== TASK TO COMPLETE ==
Repeat the listing below line by line, exactly, leaving its pictures behind.

● ● ● ● ● ● ●

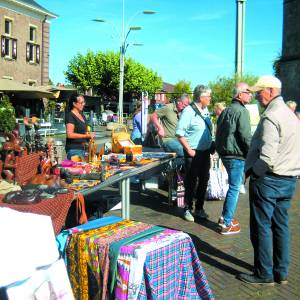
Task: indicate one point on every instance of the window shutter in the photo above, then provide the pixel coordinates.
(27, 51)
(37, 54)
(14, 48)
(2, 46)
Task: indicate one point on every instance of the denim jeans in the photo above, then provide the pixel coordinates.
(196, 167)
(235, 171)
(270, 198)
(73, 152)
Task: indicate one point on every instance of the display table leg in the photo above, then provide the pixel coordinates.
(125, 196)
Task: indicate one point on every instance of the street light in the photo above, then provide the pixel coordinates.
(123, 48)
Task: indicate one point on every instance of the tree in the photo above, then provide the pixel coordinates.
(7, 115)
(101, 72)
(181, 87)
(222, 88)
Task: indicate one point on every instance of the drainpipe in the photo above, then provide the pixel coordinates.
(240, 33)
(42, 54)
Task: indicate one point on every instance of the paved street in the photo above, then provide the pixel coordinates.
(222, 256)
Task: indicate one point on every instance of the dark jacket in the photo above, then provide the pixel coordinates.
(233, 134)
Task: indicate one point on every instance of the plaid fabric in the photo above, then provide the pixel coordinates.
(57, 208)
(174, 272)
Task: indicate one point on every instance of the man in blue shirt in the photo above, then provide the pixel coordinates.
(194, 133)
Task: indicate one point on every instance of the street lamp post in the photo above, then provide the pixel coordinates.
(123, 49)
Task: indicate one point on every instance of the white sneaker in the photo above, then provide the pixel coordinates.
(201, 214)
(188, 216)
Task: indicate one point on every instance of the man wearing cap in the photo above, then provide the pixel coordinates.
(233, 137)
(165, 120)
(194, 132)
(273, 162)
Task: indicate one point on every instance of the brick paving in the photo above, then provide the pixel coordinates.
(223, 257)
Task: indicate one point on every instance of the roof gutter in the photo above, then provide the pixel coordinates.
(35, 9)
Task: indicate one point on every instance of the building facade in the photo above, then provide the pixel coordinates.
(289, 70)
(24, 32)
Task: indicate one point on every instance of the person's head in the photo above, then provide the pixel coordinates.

● ● ● ● ● ● ●

== RESULT FOR THIS TASK ==
Task: indicate one point on every instance of the window shutter in the photo above, then provide the pixel coordinates.
(27, 51)
(37, 54)
(14, 48)
(2, 46)
Task: indicate one point on every instance of the denim jeans in the photo above, then provide the pixel coordinates.
(196, 167)
(235, 171)
(270, 198)
(73, 152)
Task: indicate one point on every instance of the display table leg in the photo above, then provide the pixel coordinates.
(125, 196)
Task: indicate one point on every instance of the street light in the photo above, then provide the pixel coordinates.
(123, 48)
Task: indicate one point on every instance of the tree in the photo above, then provide the pixel coordinates.
(7, 115)
(101, 72)
(181, 87)
(222, 88)
Task: indicate one point on every instance of the drainpipe in the photo above, then provide the pixel coordinates.
(240, 33)
(42, 54)
Task: indicate one point on every instance of the paved street in the photo above, then provide the pixel coordinates.
(222, 256)
Task: indicate one point on every instance of the dark jacket in the photo above, then provide the pixel coordinates.
(233, 134)
Task: indicate one point on every instance of the plaid fabric in the photo above, then provide the pixel coordinates.
(57, 208)
(174, 272)
Task: indicate one point on every instance of the man in blue shirt in the photo above, then provide the pixel coordinates.
(194, 133)
Task: indicate one point on every instance of the street lamp post in the photo above, then provide the pixel coordinates.
(123, 49)
Task: indicate one point on every instance of the white sneaker in the photo above, then provide the pixel coordinates.
(201, 214)
(188, 216)
Task: indicate one point on every instance of the man wearing cap in the photo above, then provide the pixel coordinates.
(233, 137)
(165, 120)
(194, 132)
(273, 162)
Task: indicate one point on every instance of the brick paving in the photo above, then provide the pixel coordinates.
(223, 257)
Task: indicate one point on every instance of the roof gutter in the photo above, then provide the pixel coordinates.
(35, 9)
Task: indicate one point on every instance of the building facade in the photo above, then provide the pixel coordinates.
(289, 70)
(24, 32)
Task: indicate one point on every instance of the person's head in the photo above, then provide the pixel coordinates.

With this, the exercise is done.